Set exercise A
On the page about Python regular expressions, what does findall() return?
Set exercise B
Pick up the regular expressions page right after its last line and carry it on.

Page
# Text Strings: Regular Expressions

> It’s time to explore more complex pattern matching by using regular expressions. These are provided in the standard module re, which we’ll import

In [1]:
import re
# Here, 'You' is the pattern we’re looking for, and 'Young Frankenstein' is the source
# (the string we want to search). match() checks whether the source begins with the
# pattern.
result = re.match("you", "young money")
print(result)
print(result.end())
print(result.endpos)
print(result.lastindex)
print(result.group())
print(result.re)
print(result.pos)
print(result.regs)
print(result.string)

# ............................................... and more

<re.Match object; span=(0, 3), match='you'>
3
11
None
you
re.compile('you')
0
((0, 3),)
young money


>For more complex matches, you can compile your pattern first to speed up the match later:

In [7]:
import re
thepattern = re.compile("You")

result = thepattern.match('Young Frankenstein')
# is not fun? I like python for these things. its flexible
print(result)

<re.Match object; span=(0, 3), match='You'>


>I’ll say it again here:
match() only matches a pattern starting at the beginning of the
source. search() matches a pattern anywhere in the source.

match() is not the only way to compare the pattern and source. Here are several other
methods you can use (we discuss each in the following sections):
• search() returns the first match, if any.
• findall() returns a list of all non-overlapping matches, if any.
• split() splits source at matches with pattern and returns a list of the string
pieces.

sub() takes another replacement argument, and changes all parts of source that
are matched by pattern to replacement.

In [5]:
import re
thepattern = re.compile("You")

result = thepattern.search('Lets Teast Young Frankenstein')
print(result)

<re.Match object; span=(11, 14), match='You'>


>Most of the regular expression examples here use ASCII, but
Python’s string functions, including regular expressions, work with
any Python string and any Unicode characters.

# Find Exact Beginning Match with match()

In [9]:
import re
source = 'Young Frankenstein'
m = re.match('You', source) # match starts at "the beginning of source"

if m: # match returns an object; do this to see what matched
    print(m.group())

m = re.match('^You', source) # start anchor does the same  # ^_^
if m:
    print(m.group())

You
You


In [10]:
# How about 'Frank'?

Records from a data collection
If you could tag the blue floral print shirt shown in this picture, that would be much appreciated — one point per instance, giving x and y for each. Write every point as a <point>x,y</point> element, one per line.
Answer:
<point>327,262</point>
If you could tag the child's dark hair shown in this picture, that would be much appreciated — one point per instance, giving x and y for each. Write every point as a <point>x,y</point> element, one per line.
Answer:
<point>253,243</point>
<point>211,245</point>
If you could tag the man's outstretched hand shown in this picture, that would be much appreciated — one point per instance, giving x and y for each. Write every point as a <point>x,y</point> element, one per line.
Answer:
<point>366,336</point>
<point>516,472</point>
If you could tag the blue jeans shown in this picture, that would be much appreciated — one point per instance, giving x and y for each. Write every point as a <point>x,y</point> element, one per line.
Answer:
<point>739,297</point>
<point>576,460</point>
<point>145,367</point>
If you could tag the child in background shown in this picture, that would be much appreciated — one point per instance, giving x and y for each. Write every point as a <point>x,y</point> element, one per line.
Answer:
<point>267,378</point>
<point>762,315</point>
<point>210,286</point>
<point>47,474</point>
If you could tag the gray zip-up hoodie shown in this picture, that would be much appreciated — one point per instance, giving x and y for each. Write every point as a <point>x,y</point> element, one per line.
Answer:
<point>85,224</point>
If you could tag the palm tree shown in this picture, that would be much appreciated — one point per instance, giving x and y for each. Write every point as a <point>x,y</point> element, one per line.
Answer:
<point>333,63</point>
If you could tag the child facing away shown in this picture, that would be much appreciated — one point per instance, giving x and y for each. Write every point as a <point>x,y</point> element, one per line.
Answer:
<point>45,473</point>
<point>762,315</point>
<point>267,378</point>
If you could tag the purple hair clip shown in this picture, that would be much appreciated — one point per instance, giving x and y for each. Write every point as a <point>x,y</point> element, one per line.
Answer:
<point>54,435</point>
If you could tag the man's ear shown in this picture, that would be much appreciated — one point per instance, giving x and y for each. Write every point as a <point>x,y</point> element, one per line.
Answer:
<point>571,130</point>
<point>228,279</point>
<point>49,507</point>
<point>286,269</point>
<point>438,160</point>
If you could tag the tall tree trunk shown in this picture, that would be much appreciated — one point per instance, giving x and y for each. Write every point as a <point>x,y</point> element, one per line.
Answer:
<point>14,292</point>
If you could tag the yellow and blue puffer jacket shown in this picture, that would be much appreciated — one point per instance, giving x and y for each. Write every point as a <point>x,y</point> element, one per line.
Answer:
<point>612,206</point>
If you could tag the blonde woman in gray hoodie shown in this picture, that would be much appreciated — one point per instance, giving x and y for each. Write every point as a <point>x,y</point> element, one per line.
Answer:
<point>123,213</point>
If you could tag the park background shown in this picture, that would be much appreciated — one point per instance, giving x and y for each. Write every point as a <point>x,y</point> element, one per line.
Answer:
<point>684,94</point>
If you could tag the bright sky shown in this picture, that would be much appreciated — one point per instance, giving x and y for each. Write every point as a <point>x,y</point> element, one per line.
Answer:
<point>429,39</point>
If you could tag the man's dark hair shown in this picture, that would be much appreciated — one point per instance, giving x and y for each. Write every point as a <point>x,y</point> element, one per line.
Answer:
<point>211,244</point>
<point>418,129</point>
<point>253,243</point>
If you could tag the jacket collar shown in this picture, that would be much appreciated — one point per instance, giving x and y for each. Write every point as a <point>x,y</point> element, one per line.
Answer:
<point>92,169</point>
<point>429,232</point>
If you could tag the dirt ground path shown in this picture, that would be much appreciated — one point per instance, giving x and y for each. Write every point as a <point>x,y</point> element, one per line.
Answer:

Expected output A
A list of all non-overlapping matches, if any.

Expected output B
import re
source = 'Young Frankenstein'
m = re.match('Frank', source) # match starts at "the beginning of source"

if m: # match returns an object; do this to see what matched
    print(m.group())

# sure; there is nothing
# let’s use search() 
# oh yeah we try that 

# ok check this out :

Let’s change the pattern and try a beginning match with match() again:

In [11]:
import re
source = 'Young Frankenstein'
m = re.match('.*Frank', source)
if m: # match returns an object
    print(m.group())


Young Frank


> WTF? 

# I now this sound crazy but :

>Here’s a brief explanation of how our new '.*Frank' pattern works:
• . means any single character.
• * means zero or more of the preceding thing. Together, .* mean any number of
characters (even zero).
• Frank is the phrase that we wanted to match, somewhere.
match() returned the string that matched .*Frank: 'Young Frank'.

# Find First Match with search()
You can use search() to find the pattern 'Frank' anywhere in the source string
'Young Frankenstein', without the need for the .* wildcards:

In [12]:
import re
source = 'Young Frankenstein'
m = re.search('Frank', source)
if m: # search returns an object
    print(m.group())

Frank


# Find All Matches with findall()
The preceding examples looked for one match only. But what if you want to know
how many instances of the single-letter string 'n' are in the string?


In [13]:
import re
source = 'Young Frankenstein'
m = re.findall('n', source)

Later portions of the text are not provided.